Work task 1
In the article on Tiger Brands and the listeriosis outbreak below, rewrite the paragraph beginning "What I've learned is that" as a short list that keeps its main facts.
Work task 2
Print the part of the Tiger Brands article below from "When asked if" to "a single apology.", word for word.

Excerpt to read
----------

At a media briefing in Johannesburg on Monday, Tiger Brands CEO Lawrence MacDougall was hounded for an apology to customers and the public after the listeriosis outbreak was traced back to its production facilities.
But MacDougall treaded carefully, denying culpability and avoiding an apology.
When asked if he met with legal counsel before addressing the media, MacDougall said “doing the right thing and saying the right thing does not need legal preparation.” However, his handling of the questions around liability suggested otherwise.
Apologies, interpreted as an admission of guilt, could come back to bite a company. Therefore, corporate attorneys advise against apologies to reduce potential liability.
Dan McGinn, CEO of strategic communications firm TMG Strategies, says most legal advisors will caution CEOs against apologising before liabilities are determined - "which tends to be in conflict, of course, with the expectations of the media and the public."
When Goldman Sachs came under fire for shorting securities that it had sold its clients in the wake of the 2008 financial crisis, the CEO, Lloyd Blankfein famously never uttered a single apology.
Bright Khumalo, portfolio manager at Vestact asset management, tells Business Insider South Africa that Tiger Brands should be completely transparent.
"What I've learned is that when you have a crisis like this one, producers should overreact. You recall your product and you track all the batches to the last spaza shop in the village of KwaNongoma and proceed to destroy the goods that are implicated.
"(Tiger Brands needs to help) with medical costs of all those affected. This helps preserve consumer trust in the brand with consumers. In that whole process, transparent communication with employees and the public needs to be maintained at every step.
"This might be expensive in the interim, but the affected brands have to think long term if they want to be here tomorrow," Khumalo added.
Tiger Brands' share price fell more than 7% to R393,38 on Monday.

----------

Provided material

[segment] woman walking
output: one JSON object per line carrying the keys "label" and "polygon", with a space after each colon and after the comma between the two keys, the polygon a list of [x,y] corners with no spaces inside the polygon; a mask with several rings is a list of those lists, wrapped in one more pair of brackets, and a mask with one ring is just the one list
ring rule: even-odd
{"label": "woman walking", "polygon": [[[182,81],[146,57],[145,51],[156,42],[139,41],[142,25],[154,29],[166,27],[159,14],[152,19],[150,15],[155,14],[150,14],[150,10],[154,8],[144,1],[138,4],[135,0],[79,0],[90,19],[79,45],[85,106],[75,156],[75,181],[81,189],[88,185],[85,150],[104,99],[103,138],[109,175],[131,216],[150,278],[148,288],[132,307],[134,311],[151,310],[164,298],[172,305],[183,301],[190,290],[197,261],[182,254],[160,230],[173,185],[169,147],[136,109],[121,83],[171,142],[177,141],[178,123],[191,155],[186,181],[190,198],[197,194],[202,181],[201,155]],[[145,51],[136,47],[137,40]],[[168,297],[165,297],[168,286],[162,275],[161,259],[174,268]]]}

----------

Answer space 1
Khumalo's advice for producers facing a crisis like this one:
- Overreact.
- Recall the product.
- Track all the batches, down to the last spaza shop in the village of KwaNongoma.
- Destroy the implicated goods.

Answer space 2
When asked if he met with legal counsel before addressing the media, MacDougall said “doing the right thing and saying the right thing does not need legal preparation.” However, his handling of the questions around liability suggested otherwise.
Apologies, interpreted as an admission of guilt, could come back to bite a company. Therefore, corporate attorneys advise against apologies to reduce potential liability.
Dan McGinn, CEO of strategic communications firm TMG Strategies, says most legal advisors will caution CEOs against apologising before liabilities are determined - "which tends to be in conflict, of course, with the expectations of the media and the public."
When Goldman Sachs came under fire for shorting securities that it had sold its clients in the wake of the 2008 financial crisis, the CEO, Lloyd Blankfein famously never uttered a single apology.